**Textauszug:**
Verbraucher müssen im kommenden Jahr mit höheren Strompreisen rechnen: Die Ökostrom-Umlage nach dem Erneuerbare-Energien-Gesetz (EEG) steigt um 5,5 Prozent auf knapp 6,8 Cent pro Kilowattstunde, wie die Übertragungsnetzbetreiber mitteilten. Für einen vierköpfigen Privathaushalt sind das etwa 18 Euro mehr im Jahr. Bundeswirtschaftsminister Peter Altmaier (CDU) äußerte sich unzufrieden und betonte, die Regierung habe eine schrittweise Absenkung der Umlage ab 2021 beschlossen.

Die seit dem Jahr 2000 erhobene EEG-Umlage finanziert den Ausbau der erneuerbaren Energien. Grundlage für die Berechnung der Umlage ist die Prognose der 2020 zu erwartenden Einspeisung aus Solar-, Windkraft- oder Biogasanlagen sowie des zu erwartenden Stromverbrauchs.

Die vier Übertragungsnetzbetreiber 50Hertz, Amprion, Tennet und TransnetBW erwarten, dass 2020 mit insgesamt rund 226 Terawattstunden Strom aus Erneuerbaren erzeugt wird, etwa 8,6 Terawattstunden mehr als in diesem Jahr. Die Fördersumme dafür entspricht demnach 26,2 Milliarden Euro. Das meiste Geld davon geht demnach in die Förderung der Fotovoltaik, darauf folgen die Biomasse, die Windenergie an Land und die auf See.

Stromintensive Unternehmen sind weitgehend von EEG-Umlage befreit

Private Haushalte zahlen laut Altmaier gut ein Drittel der gesamten EEG-Umlage. Die Hälfte zahlen demnach Unternehmen – wobei stromintensive Firmen aus Wettbewerbsgründen weitgehend befreit werden können. 2018 waren es knapp 2000, etwa Bahnfirmen, Papierfabriken und Eisengießereien. Den Rest der EEG-Umlage zahlen laut Minister zum größten Teil öffentliche Einrichtungen.

Die EEG-Umlage macht ungefähr ein Viertel des Strompreises aus und finanziert die festen Vergütungen, die Ökostrom-Produzenten für die Einspeisung ihres Stroms bislang unabhängig vom Marktpreis bekommen. Weitere Bestandteile des Strompreises für Privatkunden sind Steuern, andere Abgaben und Umlagen sowie Produktionskosten und die Netzentgelte.

Das Vergleichsportal Verivox geht insgesamt von steigenden Strompreisen aus. Neben dem Anstieg der EEG-Umlage zeichneten sich auch bei den übrigen Strompreisbestandteilen Erhöhungen ab, sagte Energieexperte Valerian Vogel der Deutschen Presse-Agentur.

Die Netzentgelte, die rund ein Viertel des Strompreises ausmachen, werden laut Prognose im kommenden Jahr ebenfalls ansteigen. Auch die Großhandelspreise der Versorger lägen über dem Vorjahresniveau.

**Übungsaufgaben:**
a) Schreibe aus dem Text zur EEG-Umlage alles von „Die EEG-Umlage macht“ bis hinunter zu „der Deutschen Presse-Agentur.“ wortgetreu ab.
b) Addiere 78 zu jeder Koordinate in den Antworten der Einträge aus den gespeicherten Daten, und zwar von der Zeile mit „Drop one marker on each instance of the green“ bis hinunter zur Zeile mit „[[148, 113]]“, beide einschließlich. Gib nur diese Zeilen samt den Aufforderungen vollständig wieder.

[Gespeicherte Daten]

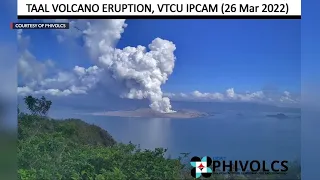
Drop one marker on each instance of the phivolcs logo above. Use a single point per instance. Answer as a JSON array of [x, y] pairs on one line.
[[201, 167]]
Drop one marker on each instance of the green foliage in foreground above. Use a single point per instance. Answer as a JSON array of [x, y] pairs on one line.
[[72, 149]]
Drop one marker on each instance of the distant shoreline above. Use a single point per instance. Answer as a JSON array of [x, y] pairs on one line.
[[148, 113]]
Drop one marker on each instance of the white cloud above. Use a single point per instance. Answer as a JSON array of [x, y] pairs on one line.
[[137, 72], [231, 96]]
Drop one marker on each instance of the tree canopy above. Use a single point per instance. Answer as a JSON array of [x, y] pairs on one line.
[[72, 149]]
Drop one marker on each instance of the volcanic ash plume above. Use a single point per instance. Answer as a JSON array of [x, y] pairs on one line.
[[141, 72]]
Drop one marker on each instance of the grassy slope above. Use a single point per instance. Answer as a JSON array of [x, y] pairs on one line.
[[73, 149]]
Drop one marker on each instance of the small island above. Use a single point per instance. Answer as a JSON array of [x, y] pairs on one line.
[[278, 116], [149, 113]]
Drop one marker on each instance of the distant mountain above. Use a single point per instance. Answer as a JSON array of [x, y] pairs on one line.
[[149, 113]]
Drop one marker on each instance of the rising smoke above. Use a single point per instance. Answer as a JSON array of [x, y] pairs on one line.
[[141, 72]]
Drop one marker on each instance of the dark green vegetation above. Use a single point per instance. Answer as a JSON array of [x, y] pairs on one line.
[[72, 149]]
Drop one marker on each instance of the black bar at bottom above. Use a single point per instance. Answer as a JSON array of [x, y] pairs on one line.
[[160, 17]]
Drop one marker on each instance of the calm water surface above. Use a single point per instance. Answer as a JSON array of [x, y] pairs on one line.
[[231, 136]]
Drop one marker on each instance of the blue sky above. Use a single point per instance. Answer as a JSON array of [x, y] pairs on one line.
[[212, 55]]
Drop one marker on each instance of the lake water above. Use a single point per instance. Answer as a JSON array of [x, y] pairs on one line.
[[230, 136]]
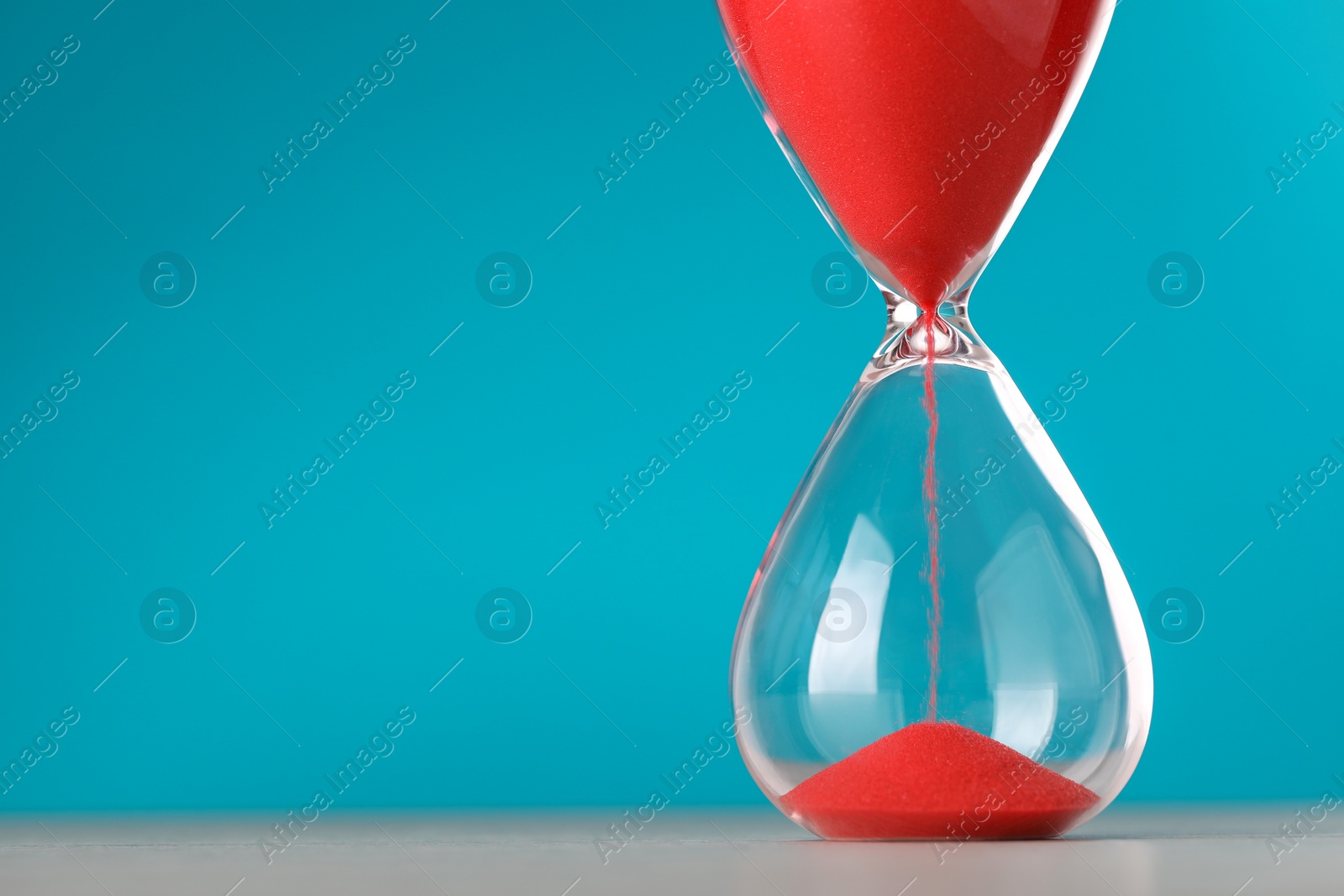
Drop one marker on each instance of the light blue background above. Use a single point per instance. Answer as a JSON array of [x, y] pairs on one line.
[[663, 288]]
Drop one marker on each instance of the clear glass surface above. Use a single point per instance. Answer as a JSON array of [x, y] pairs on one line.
[[1041, 647], [940, 641]]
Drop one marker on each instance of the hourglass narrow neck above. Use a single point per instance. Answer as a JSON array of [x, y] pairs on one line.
[[914, 333]]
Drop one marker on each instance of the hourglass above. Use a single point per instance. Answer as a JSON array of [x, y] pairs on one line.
[[940, 641]]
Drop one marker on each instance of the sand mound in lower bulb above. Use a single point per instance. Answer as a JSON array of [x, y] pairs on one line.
[[937, 779]]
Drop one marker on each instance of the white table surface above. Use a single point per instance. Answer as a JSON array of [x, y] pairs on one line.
[[1126, 851]]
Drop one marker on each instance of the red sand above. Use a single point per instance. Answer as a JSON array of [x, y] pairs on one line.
[[925, 114], [932, 519], [937, 779]]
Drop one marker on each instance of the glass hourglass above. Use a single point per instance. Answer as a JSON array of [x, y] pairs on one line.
[[940, 641]]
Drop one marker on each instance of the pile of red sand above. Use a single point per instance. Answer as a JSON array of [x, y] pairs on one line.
[[937, 779], [918, 120]]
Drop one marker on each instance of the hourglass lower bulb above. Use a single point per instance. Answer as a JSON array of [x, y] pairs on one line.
[[940, 641]]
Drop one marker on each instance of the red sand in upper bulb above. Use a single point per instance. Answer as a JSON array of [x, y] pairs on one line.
[[918, 120], [933, 781]]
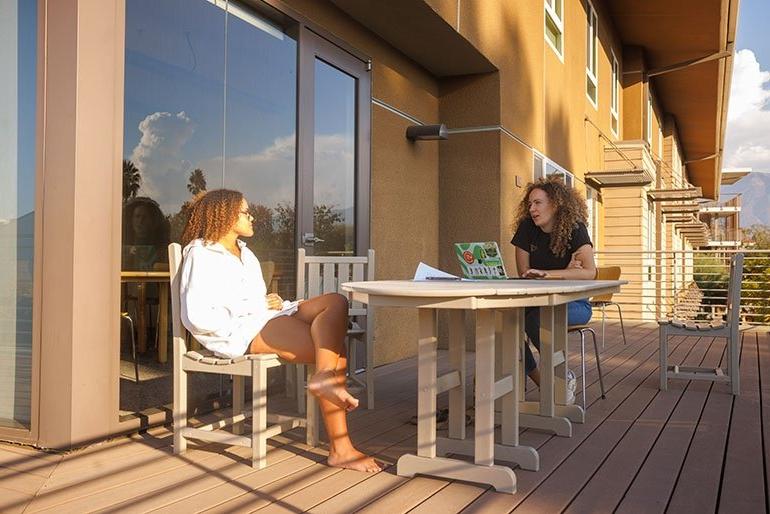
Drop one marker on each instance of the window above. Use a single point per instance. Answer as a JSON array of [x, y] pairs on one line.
[[615, 86], [648, 124], [18, 109], [554, 25], [592, 55], [544, 167], [660, 142]]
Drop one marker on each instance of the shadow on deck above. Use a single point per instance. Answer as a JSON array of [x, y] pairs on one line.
[[694, 448]]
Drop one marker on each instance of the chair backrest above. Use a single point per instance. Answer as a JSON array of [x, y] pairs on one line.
[[734, 290], [606, 273], [268, 272], [175, 266], [320, 275]]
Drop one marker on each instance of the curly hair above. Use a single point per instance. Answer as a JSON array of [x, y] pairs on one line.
[[570, 209], [159, 230], [211, 215]]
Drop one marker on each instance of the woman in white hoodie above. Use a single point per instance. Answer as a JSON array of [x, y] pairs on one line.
[[226, 307]]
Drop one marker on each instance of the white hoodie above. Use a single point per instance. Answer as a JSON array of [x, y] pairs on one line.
[[223, 298]]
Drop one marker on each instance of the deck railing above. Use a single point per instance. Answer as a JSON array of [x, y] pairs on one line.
[[689, 284]]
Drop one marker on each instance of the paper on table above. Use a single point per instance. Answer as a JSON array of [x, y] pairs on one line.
[[425, 272], [287, 308]]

**Lösungen zur Übung:**
a)
Die EEG-Umlage macht ungefähr ein Viertel des Strompreises aus und finanziert die festen Vergütungen, die Ökostrom-Produzenten für die Einspeisung ihres Stroms bislang unabhängig vom Marktpreis bekommen. Weitere Bestandteile des Strompreises für Privatkunden sind Steuern, andere Abgaben und Umlagen sowie Produktionskosten und die Netzentgelte.

Das Vergleichsportal Verivox geht insgesamt von steigenden Strompreisen aus. Neben dem Anstieg der EEG-Umlage zeichneten sich auch bei den übrigen Strompreisbestandteilen Erhöhungen ab, sagte Energieexperte Valerian Vogel der Deutschen Presse-Agentur.

b)
Drop one marker on each instance of the green foliage in foreground above. Use a single point per instance. Answer as a JSON array of [x, y] pairs on one line.
[[150, 227]]
Drop one marker on each instance of the distant shoreline above. Use a single point per instance. Answer as a JSON array of [x, y] pairs on one line.
[[226, 191]]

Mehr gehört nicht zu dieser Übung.